(Outline items for labeled areas)

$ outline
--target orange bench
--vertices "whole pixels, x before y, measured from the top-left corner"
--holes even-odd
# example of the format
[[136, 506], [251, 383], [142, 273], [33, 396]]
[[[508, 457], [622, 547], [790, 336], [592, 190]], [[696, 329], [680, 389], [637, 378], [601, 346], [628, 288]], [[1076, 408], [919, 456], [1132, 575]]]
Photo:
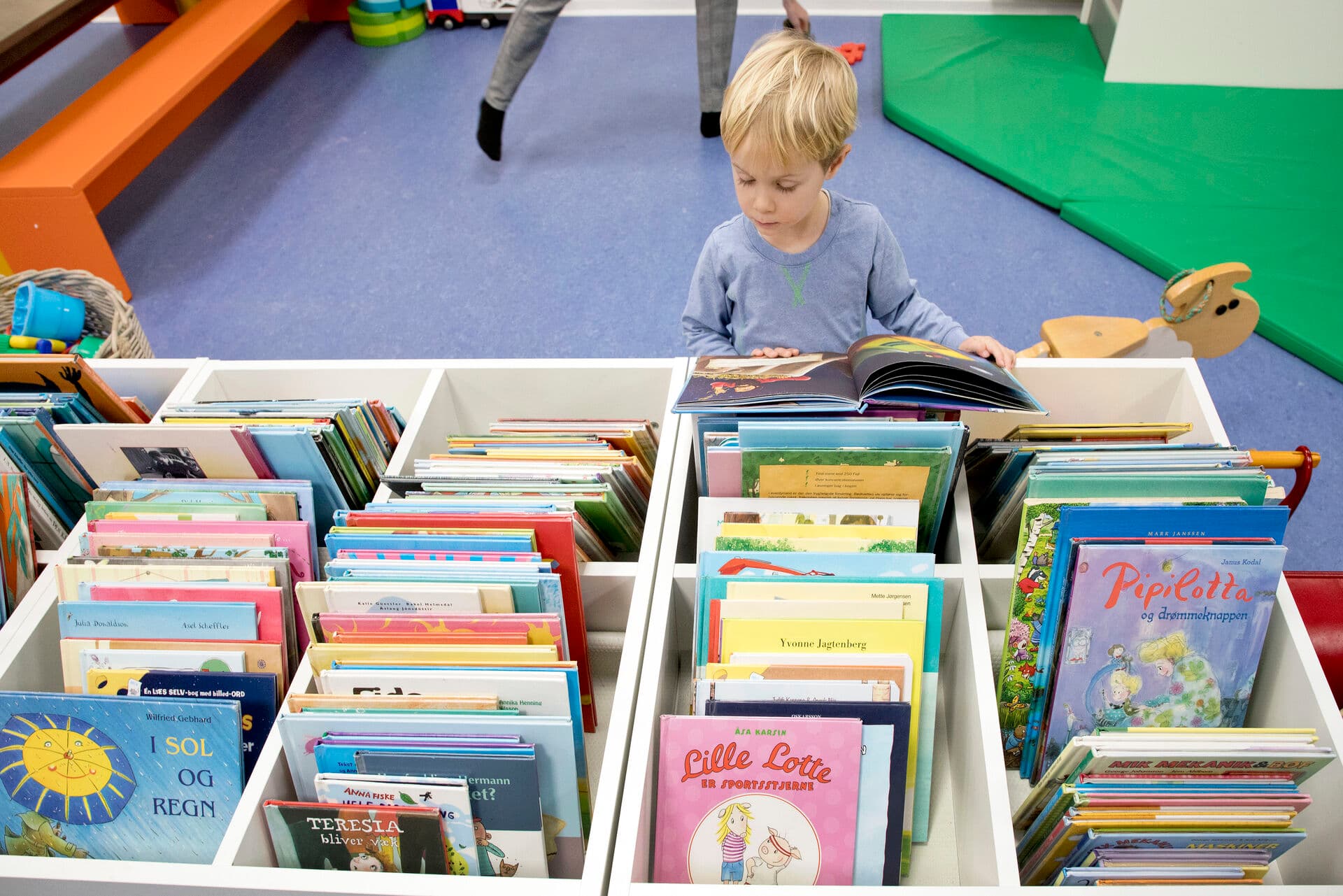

● Problem
Write out the lines above word for word, leaving out the picture.

● Answer below
$ outline
--target orange bench
--vertices "whole pixels, x before y, measured from the top-left corner"
--holes even-odd
# example of the format
[[136, 506], [251, 383], [142, 273], [33, 396]]
[[[508, 457], [622, 547], [790, 336], [592, 190]], [[696, 329], [680, 389], [637, 378], [601, 346], [628, 288]], [[1076, 408], [919, 456], [1132, 575]]]
Photo:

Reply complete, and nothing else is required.